- Objective -
Output all of the material below as a JSON list of strings with one string per line, skipping blank lines. Leave the pictures out of your answer.

## start Data provided

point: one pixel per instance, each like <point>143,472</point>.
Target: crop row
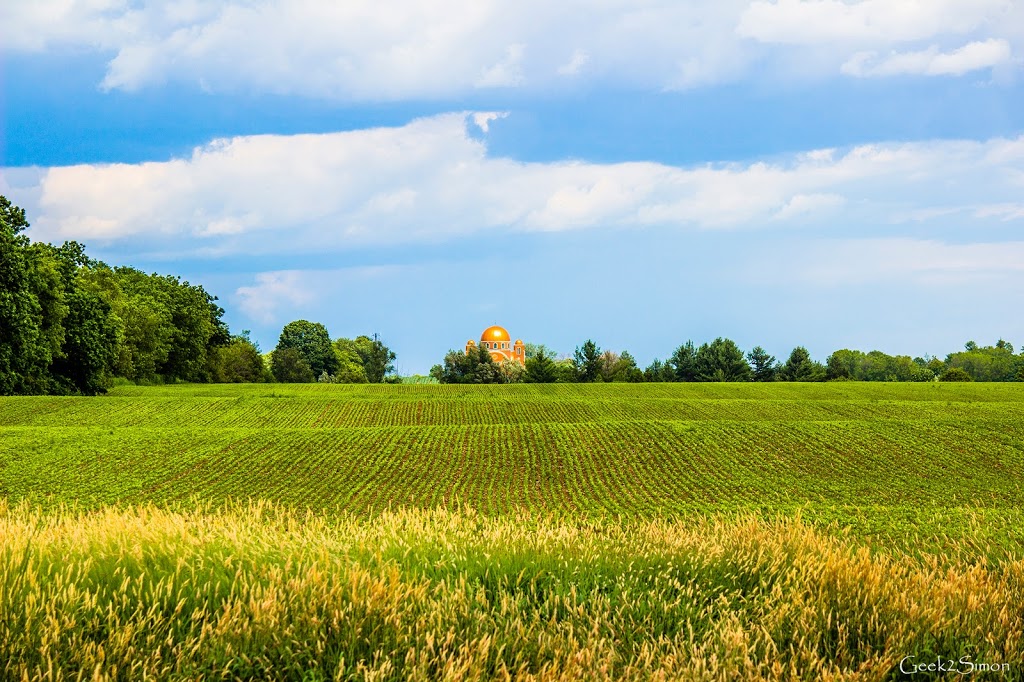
<point>1012,392</point>
<point>326,412</point>
<point>637,468</point>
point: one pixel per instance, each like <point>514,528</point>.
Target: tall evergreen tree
<point>763,366</point>
<point>721,360</point>
<point>541,369</point>
<point>683,363</point>
<point>587,360</point>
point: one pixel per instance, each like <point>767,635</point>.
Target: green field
<point>423,531</point>
<point>886,460</point>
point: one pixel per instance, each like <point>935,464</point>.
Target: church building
<point>497,340</point>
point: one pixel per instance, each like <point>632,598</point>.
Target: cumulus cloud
<point>824,22</point>
<point>360,50</point>
<point>430,180</point>
<point>931,61</point>
<point>842,262</point>
<point>273,291</point>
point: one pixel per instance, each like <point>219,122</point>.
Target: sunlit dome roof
<point>496,334</point>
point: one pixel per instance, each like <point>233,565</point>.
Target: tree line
<point>73,325</point>
<point>722,359</point>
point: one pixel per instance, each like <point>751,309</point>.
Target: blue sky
<point>823,173</point>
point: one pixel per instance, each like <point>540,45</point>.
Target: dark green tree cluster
<point>987,363</point>
<point>71,325</point>
<point>877,366</point>
<point>475,367</point>
<point>306,353</point>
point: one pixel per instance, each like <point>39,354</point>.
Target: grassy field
<point>637,531</point>
<point>888,461</point>
<point>259,592</point>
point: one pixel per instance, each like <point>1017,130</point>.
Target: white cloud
<point>825,22</point>
<point>507,73</point>
<point>801,206</point>
<point>360,50</point>
<point>843,262</point>
<point>482,119</point>
<point>430,180</point>
<point>931,61</point>
<point>574,65</point>
<point>273,292</point>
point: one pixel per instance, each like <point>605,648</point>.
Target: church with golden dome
<point>499,343</point>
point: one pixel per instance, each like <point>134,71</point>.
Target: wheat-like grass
<point>261,592</point>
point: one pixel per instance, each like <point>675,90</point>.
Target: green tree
<point>625,369</point>
<point>800,367</point>
<point>541,369</point>
<point>89,346</point>
<point>312,342</point>
<point>587,360</point>
<point>378,359</point>
<point>350,370</point>
<point>23,352</point>
<point>986,363</point>
<point>763,365</point>
<point>683,361</point>
<point>240,361</point>
<point>955,374</point>
<point>721,360</point>
<point>532,349</point>
<point>476,367</point>
<point>289,367</point>
<point>658,371</point>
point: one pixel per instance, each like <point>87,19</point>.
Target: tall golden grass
<point>260,592</point>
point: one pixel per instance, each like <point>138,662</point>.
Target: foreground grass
<point>257,591</point>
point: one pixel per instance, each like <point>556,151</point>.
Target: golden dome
<point>496,333</point>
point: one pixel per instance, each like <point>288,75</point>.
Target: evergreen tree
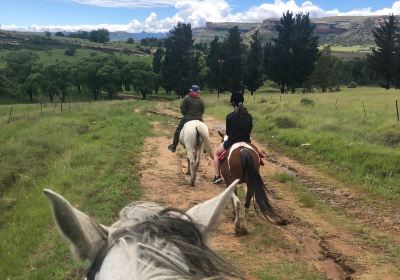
<point>304,51</point>
<point>281,52</point>
<point>327,73</point>
<point>214,63</point>
<point>254,65</point>
<point>180,68</point>
<point>383,56</point>
<point>266,58</point>
<point>157,60</point>
<point>232,67</point>
<point>294,52</point>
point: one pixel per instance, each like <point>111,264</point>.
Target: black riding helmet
<point>237,98</point>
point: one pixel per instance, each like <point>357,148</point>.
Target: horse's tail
<point>257,188</point>
<point>203,132</point>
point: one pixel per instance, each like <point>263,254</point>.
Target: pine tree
<point>267,58</point>
<point>294,52</point>
<point>305,51</point>
<point>214,60</point>
<point>281,53</point>
<point>180,68</point>
<point>232,67</point>
<point>383,56</point>
<point>157,58</point>
<point>254,65</point>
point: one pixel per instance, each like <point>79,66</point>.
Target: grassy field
<point>350,52</point>
<point>360,147</point>
<point>89,155</point>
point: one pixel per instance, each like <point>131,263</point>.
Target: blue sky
<point>160,15</point>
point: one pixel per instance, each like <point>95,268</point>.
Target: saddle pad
<point>222,157</point>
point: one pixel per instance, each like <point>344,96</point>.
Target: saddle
<point>224,154</point>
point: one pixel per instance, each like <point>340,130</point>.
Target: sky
<point>162,15</point>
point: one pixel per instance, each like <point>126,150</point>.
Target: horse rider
<point>192,108</point>
<point>239,124</point>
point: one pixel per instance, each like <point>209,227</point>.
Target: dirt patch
<point>331,249</point>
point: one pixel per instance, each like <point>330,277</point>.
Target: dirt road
<point>342,234</point>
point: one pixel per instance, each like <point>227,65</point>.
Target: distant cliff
<point>347,31</point>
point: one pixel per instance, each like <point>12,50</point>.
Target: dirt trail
<point>336,247</point>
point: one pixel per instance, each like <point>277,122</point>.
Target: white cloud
<point>127,3</point>
<point>197,12</point>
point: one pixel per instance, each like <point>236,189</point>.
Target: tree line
<point>100,36</point>
<point>24,75</point>
<point>292,61</point>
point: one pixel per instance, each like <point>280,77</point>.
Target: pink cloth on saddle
<point>223,155</point>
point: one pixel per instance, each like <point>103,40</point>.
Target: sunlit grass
<point>90,155</point>
<point>353,134</point>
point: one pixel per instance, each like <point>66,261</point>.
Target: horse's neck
<point>132,260</point>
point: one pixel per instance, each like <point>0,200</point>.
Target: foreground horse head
<point>242,161</point>
<point>195,138</point>
<point>147,242</point>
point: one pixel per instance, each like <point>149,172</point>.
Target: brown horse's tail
<point>257,189</point>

## end Data provided

- Written answer -
[
  "point: one pixel per instance, each like <point>143,472</point>.",
  "Target: crop row",
  "<point>1012,392</point>",
  "<point>326,412</point>",
  "<point>637,468</point>",
  "point: one pixel per instance, each like <point>514,528</point>.",
  "Target: tall evergreen tree",
  "<point>763,366</point>",
  "<point>721,360</point>",
  "<point>541,369</point>",
  "<point>683,363</point>",
  "<point>587,360</point>",
  "point: one pixel per instance, each like <point>767,635</point>.",
  "Target: green field",
  "<point>423,531</point>",
  "<point>886,460</point>",
  "point: one pixel per instance, each like <point>935,464</point>.",
  "Target: church building",
  "<point>497,340</point>",
  "point: one pixel per instance, each like <point>632,598</point>.",
  "Target: cumulus cloud",
  "<point>824,22</point>",
  "<point>360,50</point>",
  "<point>430,180</point>",
  "<point>931,61</point>",
  "<point>842,262</point>",
  "<point>273,291</point>",
  "point: one pixel per instance, each like <point>219,122</point>.",
  "Target: sunlit dome roof",
  "<point>496,334</point>",
  "point: one pixel per instance, each like <point>233,565</point>.",
  "Target: tree line",
  "<point>73,325</point>",
  "<point>722,359</point>",
  "point: one pixel per instance, each like <point>751,309</point>.",
  "Target: blue sky",
  "<point>823,173</point>",
  "point: one pixel per instance, each like <point>540,45</point>.",
  "Target: dark green tree cluster",
  "<point>987,363</point>",
  "<point>71,325</point>",
  "<point>877,366</point>",
  "<point>475,367</point>",
  "<point>306,353</point>",
  "point: one pixel per instance, each like <point>39,354</point>.",
  "Target: grassy field",
  "<point>637,531</point>",
  "<point>888,461</point>",
  "<point>259,592</point>",
  "point: one pixel per instance, each like <point>1017,130</point>.",
  "Target: white cloud",
  "<point>825,22</point>",
  "<point>507,73</point>",
  "<point>801,206</point>",
  "<point>360,50</point>",
  "<point>843,262</point>",
  "<point>482,119</point>",
  "<point>430,180</point>",
  "<point>931,61</point>",
  "<point>574,65</point>",
  "<point>273,292</point>",
  "point: one pixel per instance, each like <point>605,648</point>.",
  "Target: church with golden dome",
  "<point>499,343</point>",
  "point: one pixel per instance, each like <point>134,71</point>.",
  "Target: wheat-like grass",
  "<point>261,592</point>",
  "point: one pixel per instance, each like <point>675,90</point>.",
  "Target: green tree",
  "<point>625,369</point>",
  "<point>800,367</point>",
  "<point>541,369</point>",
  "<point>89,346</point>",
  "<point>312,342</point>",
  "<point>587,360</point>",
  "<point>378,359</point>",
  "<point>350,370</point>",
  "<point>23,352</point>",
  "<point>986,363</point>",
  "<point>763,365</point>",
  "<point>683,361</point>",
  "<point>240,361</point>",
  "<point>955,374</point>",
  "<point>721,360</point>",
  "<point>532,349</point>",
  "<point>476,367</point>",
  "<point>289,367</point>",
  "<point>658,371</point>",
  "point: one pixel per instance, each like <point>87,19</point>.",
  "Target: tall golden grass",
  "<point>260,592</point>",
  "point: one pixel per instance, each like <point>138,662</point>.",
  "Target: foreground grass",
  "<point>257,591</point>",
  "point: one pixel per instance, each like <point>556,151</point>.",
  "Target: golden dome",
  "<point>496,333</point>",
  "point: one pixel per instance, each like <point>288,75</point>.",
  "Target: evergreen tree",
  "<point>304,51</point>",
  "<point>281,52</point>",
  "<point>327,73</point>",
  "<point>214,63</point>",
  "<point>254,65</point>",
  "<point>180,68</point>",
  "<point>383,56</point>",
  "<point>266,58</point>",
  "<point>157,60</point>",
  "<point>232,67</point>",
  "<point>294,52</point>",
  "point: one pixel per instance, each like <point>111,264</point>.",
  "Target: black riding helmet",
  "<point>237,98</point>",
  "point: one pixel per instance, each like <point>357,148</point>.",
  "Target: horse's tail",
  "<point>257,188</point>",
  "<point>203,132</point>",
  "point: one pixel per instance, each like <point>263,254</point>.",
  "Target: pine tree",
  "<point>267,58</point>",
  "<point>294,52</point>",
  "<point>305,51</point>",
  "<point>214,60</point>",
  "<point>281,53</point>",
  "<point>180,68</point>",
  "<point>232,67</point>",
  "<point>383,56</point>",
  "<point>157,58</point>",
  "<point>254,65</point>",
  "point: one pixel per instance, each like <point>79,66</point>.",
  "Target: grassy field",
  "<point>350,52</point>",
  "<point>360,147</point>",
  "<point>89,155</point>",
  "point: one pixel per instance, each like <point>131,263</point>.",
  "Target: blue sky",
  "<point>160,15</point>",
  "point: one pixel per instance, each like <point>95,268</point>.",
  "Target: saddle pad",
  "<point>222,157</point>",
  "point: one pixel per instance, each like <point>344,96</point>.",
  "Target: saddle",
  "<point>224,154</point>",
  "point: one pixel per instance, each like <point>340,130</point>.",
  "Target: sky",
  "<point>162,15</point>",
  "point: one pixel per instance, each like <point>126,150</point>.",
  "Target: horse rider",
  "<point>192,108</point>",
  "<point>239,124</point>",
  "point: one pixel per instance, each like <point>209,227</point>.",
  "Target: dirt patch",
  "<point>331,249</point>",
  "point: one pixel per instance, each like <point>330,277</point>.",
  "Target: dirt road",
  "<point>342,234</point>",
  "point: one pixel per instance, each like <point>227,65</point>.",
  "Target: distant cliff",
  "<point>347,31</point>",
  "point: one pixel per instance, each like <point>12,50</point>.",
  "Target: dirt trail",
  "<point>336,247</point>",
  "point: one pixel per instance, each like <point>277,122</point>.",
  "Target: white cloud",
  "<point>127,3</point>",
  "<point>197,12</point>",
  "point: one pixel per instance, each like <point>236,189</point>.",
  "Target: tree line",
  "<point>100,36</point>",
  "<point>24,75</point>",
  "<point>292,61</point>",
  "point: one pixel per instance, each like <point>280,77</point>.",
  "Target: pink cloth on saddle",
  "<point>223,155</point>",
  "point: one pixel per instance, each like <point>103,40</point>.",
  "Target: sunlit grass",
  "<point>90,155</point>",
  "<point>353,134</point>",
  "point: one pixel per instance, each like <point>66,261</point>.",
  "Target: horse's neck",
  "<point>132,260</point>",
  "point: one pixel per instance, each like <point>0,200</point>.",
  "Target: foreground horse head",
  "<point>242,161</point>",
  "<point>195,138</point>",
  "<point>147,242</point>",
  "point: one pixel per instance, each like <point>149,172</point>.",
  "Target: brown horse's tail",
  "<point>257,189</point>"
]